▶ DOCUMENT PASSAGE
The World Reacts to Nuclear Framework with Iran

April 9, 2015

Publication Type: 

  • Policy Briefs

Author: 

Simon Chin and Valerie Lincy

Reaction to the recently-announced framework for a nuclear agreement between Iran and the P5+1 countries was intensely polarized, ranging from strong support and cautious optimism to skepticism and outright denunciation.  The White House has initiated a full-court press to shore up support for the agreement, while leaders around the world have weighed in. 

Here are the highlights:

The Obama administration’s communications strategy has placed Energy Secretary Ernest Moniz, a nuclear physicist, front and center.  In a White House press briefing, Secretary Moniz said the agreement will block the “four pathways to a bomb in Iran.”  Moniz said the divergent accounts of the framework in the U.S. and Iran reflect different “emphases” but the “same agreement.”

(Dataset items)

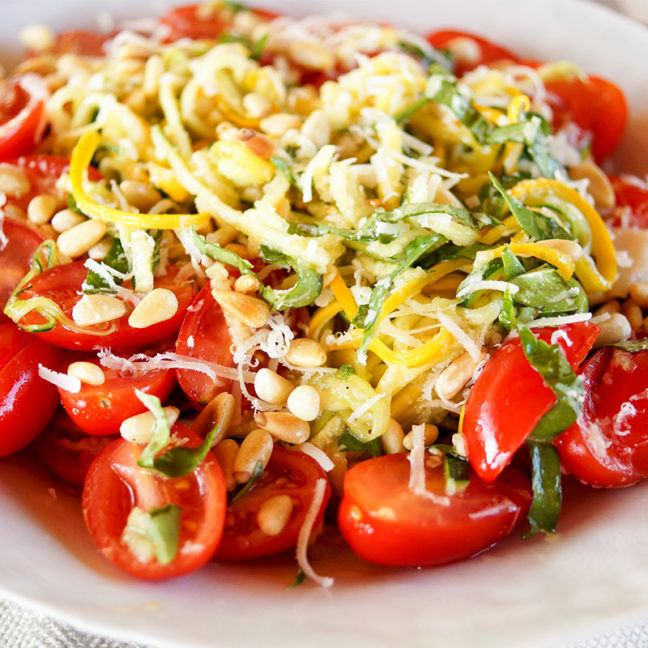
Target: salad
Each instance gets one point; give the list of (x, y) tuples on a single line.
[(265, 274)]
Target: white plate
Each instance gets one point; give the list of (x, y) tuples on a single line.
[(537, 593)]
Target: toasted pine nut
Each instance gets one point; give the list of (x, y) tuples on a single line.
[(271, 387), (225, 453), (13, 182), (639, 293), (430, 435), (257, 446), (573, 249), (392, 438), (250, 310), (599, 187), (274, 514), (304, 352), (453, 378), (615, 328), (279, 124), (633, 314), (140, 194), (76, 241), (97, 309), (246, 284), (66, 219), (304, 402), (139, 428), (283, 426), (219, 411), (159, 305), (87, 372), (41, 208)]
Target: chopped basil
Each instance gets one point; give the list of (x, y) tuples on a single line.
[(164, 532), (547, 488)]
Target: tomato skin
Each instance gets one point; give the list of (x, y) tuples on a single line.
[(509, 398), (67, 450), (21, 118), (608, 445), (204, 335), (242, 538), (115, 484), (27, 402), (386, 523), (100, 409), (596, 105), (489, 52), (63, 283)]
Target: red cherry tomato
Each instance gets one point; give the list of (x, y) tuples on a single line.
[(631, 202), (509, 398), (116, 484), (486, 52), (385, 522), (16, 254), (27, 402), (204, 335), (192, 21), (62, 284), (21, 120), (608, 445), (597, 106), (288, 472), (67, 450), (100, 409)]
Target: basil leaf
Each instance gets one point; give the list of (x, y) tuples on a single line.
[(547, 488), (538, 226), (164, 532), (307, 289)]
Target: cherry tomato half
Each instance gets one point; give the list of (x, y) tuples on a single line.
[(21, 118), (100, 409), (288, 472), (385, 522), (509, 398), (62, 284), (608, 445), (116, 484), (204, 335), (27, 402)]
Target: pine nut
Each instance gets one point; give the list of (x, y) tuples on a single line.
[(392, 438), (304, 352), (140, 194), (158, 306), (41, 208), (139, 428), (633, 314), (639, 293), (284, 426), (66, 219), (615, 328), (271, 387), (225, 453), (87, 372), (304, 402), (274, 514), (219, 411), (430, 435), (246, 284), (453, 378), (256, 447), (76, 241), (250, 310), (279, 124), (97, 309)]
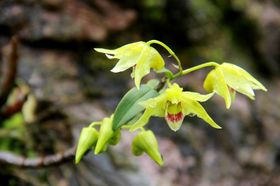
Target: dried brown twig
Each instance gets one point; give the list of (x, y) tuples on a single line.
[(9, 158), (10, 75)]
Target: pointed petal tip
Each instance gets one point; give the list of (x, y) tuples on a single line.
[(160, 162), (77, 160)]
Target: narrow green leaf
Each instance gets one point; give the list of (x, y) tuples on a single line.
[(88, 138), (129, 107)]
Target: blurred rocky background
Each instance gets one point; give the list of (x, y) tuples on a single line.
[(52, 84)]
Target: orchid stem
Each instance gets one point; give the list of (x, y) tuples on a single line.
[(169, 51), (94, 124), (189, 70)]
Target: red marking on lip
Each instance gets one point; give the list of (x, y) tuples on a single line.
[(231, 90), (175, 117)]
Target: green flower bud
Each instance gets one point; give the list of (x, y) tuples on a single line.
[(145, 141), (115, 138), (105, 134), (88, 138)]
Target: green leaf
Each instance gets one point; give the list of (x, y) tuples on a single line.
[(88, 138), (129, 107)]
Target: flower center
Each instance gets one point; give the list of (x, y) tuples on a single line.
[(175, 117)]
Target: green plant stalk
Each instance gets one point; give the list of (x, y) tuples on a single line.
[(169, 51), (189, 70)]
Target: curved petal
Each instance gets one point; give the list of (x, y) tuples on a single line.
[(156, 61), (233, 69), (157, 102), (144, 119), (215, 82), (196, 96), (124, 64), (142, 67), (193, 107)]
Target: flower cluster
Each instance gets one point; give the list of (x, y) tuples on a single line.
[(165, 99)]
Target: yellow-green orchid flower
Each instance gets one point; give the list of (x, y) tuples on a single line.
[(174, 105), (139, 55), (227, 78), (106, 135), (145, 141)]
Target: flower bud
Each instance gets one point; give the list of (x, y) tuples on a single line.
[(88, 138), (145, 141), (105, 134)]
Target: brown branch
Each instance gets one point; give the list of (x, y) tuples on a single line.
[(10, 76), (9, 158)]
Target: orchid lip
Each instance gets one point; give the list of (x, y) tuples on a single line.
[(174, 118)]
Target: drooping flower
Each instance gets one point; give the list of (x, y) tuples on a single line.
[(106, 135), (227, 78), (145, 141), (174, 105), (139, 55)]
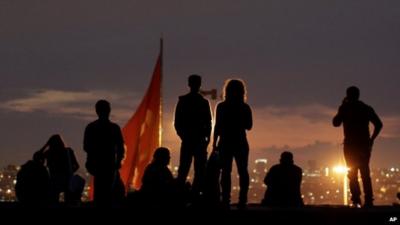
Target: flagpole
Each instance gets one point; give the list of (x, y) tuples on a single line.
[(161, 91)]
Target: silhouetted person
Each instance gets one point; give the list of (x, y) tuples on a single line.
[(193, 126), (158, 182), (104, 145), (33, 182), (233, 118), (355, 117), (212, 190), (62, 164), (283, 182)]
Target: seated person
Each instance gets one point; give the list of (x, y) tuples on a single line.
[(283, 184), (33, 182), (157, 182)]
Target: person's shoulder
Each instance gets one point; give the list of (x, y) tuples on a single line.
[(298, 168), (115, 126), (247, 106), (92, 124), (275, 167), (365, 107)]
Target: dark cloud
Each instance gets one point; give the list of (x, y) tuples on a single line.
[(291, 53)]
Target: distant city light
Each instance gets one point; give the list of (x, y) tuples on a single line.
[(340, 169)]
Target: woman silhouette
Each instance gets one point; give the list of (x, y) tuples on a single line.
[(62, 164), (233, 118)]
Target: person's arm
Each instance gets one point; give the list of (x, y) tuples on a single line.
[(248, 123), (268, 177), (217, 128), (378, 125), (74, 162), (87, 140), (338, 119), (178, 119), (120, 147), (208, 121)]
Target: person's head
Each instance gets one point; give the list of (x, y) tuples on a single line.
[(286, 158), (235, 90), (161, 156), (353, 93), (56, 142), (38, 157), (194, 82), (103, 109)]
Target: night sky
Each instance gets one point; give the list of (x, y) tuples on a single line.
[(59, 57)]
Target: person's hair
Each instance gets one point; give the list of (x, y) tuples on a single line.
[(286, 158), (194, 82), (353, 93), (161, 156), (103, 108), (235, 90), (56, 142), (38, 157)]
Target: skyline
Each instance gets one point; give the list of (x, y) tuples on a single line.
[(297, 58)]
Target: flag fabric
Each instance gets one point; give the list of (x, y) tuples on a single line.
[(142, 133)]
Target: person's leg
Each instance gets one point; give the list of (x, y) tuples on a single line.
[(103, 189), (241, 158), (352, 174), (366, 179), (185, 160), (200, 160), (227, 158)]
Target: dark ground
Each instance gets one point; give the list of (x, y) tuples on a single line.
[(254, 214)]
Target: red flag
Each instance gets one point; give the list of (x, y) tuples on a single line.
[(142, 133)]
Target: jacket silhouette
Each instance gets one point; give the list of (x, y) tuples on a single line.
[(33, 182), (358, 142), (283, 184), (104, 145), (193, 125), (233, 118)]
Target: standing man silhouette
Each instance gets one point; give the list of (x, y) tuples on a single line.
[(104, 145), (233, 119), (193, 125), (355, 117)]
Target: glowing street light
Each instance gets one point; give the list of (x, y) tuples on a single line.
[(342, 170)]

▶ EXERCISE 1
Reproduce the passage of the Iran nuclear framework brief from "Reaction to the" up to and including "have weighed in.".
▶ EXERCISE 2
Proceed with the brief on world reactions to the Iran nuclear framework, picking up after its final sentence.

▶ EXPECTED ANSWER 1
Reaction to the recently-announced framework for a nuclear agreement between Iran and the P5+1 countries was intensely polarized, ranging from strong support and cautious optimism to skepticism and outright denunciation.  The White House has initiated a full-court press to shore up support for the agreement, while leaders around the world have weighed in.

▶ EXPECTED ANSWER 2
Addressing concerns about the “PMD” issue, Secretary of State John Kerry, in a PBS interview, said Iran must disclose any past nuclear weapon-related efforts as part of a final agreement.  

President Obama, in an interview with NPR, perhaps inadvertently drew attention to a potential weakness of the agreement, expressing the “fear” that “in year 13, 14, 15, [Iran has] advanced centrifuges that enrich uranium fairly rapidly, and at that point the breakout times would have shrunk almost down to zero.”  

On this point, President Obama and Israeli Prime Minister Benjamin Netanyahu appear to have found a rare point of agreement.  In a press statement, Prime Minister Netanyahu said, “Israel shares the view that upon the expiry of the nuclear agreement with Iran the latter’s breakout time to achieve nuclear weapons will be zero.”  

The White House, in turn, repurposed Israeli Prime Minister Benjamin Netanyahu’s infamous “bomb” graphic to argue that under the framework agreement, “Iran’s uranium enrichment pathway to a weapon will be shut down.”  Media outlets described this move as the Obama administration “trolling” the Prime Minister.  

Meanwhile, in Iran, Supreme Leader Ali Khamenei remained noncommittal on the deal, saying he is “neither in favor nor against” the nuclear framework.  He did re-affirm his support for Iran’s nuclear negotiators and appeared to issue a red line: all sanctions must be lifted when the final agreement is signed.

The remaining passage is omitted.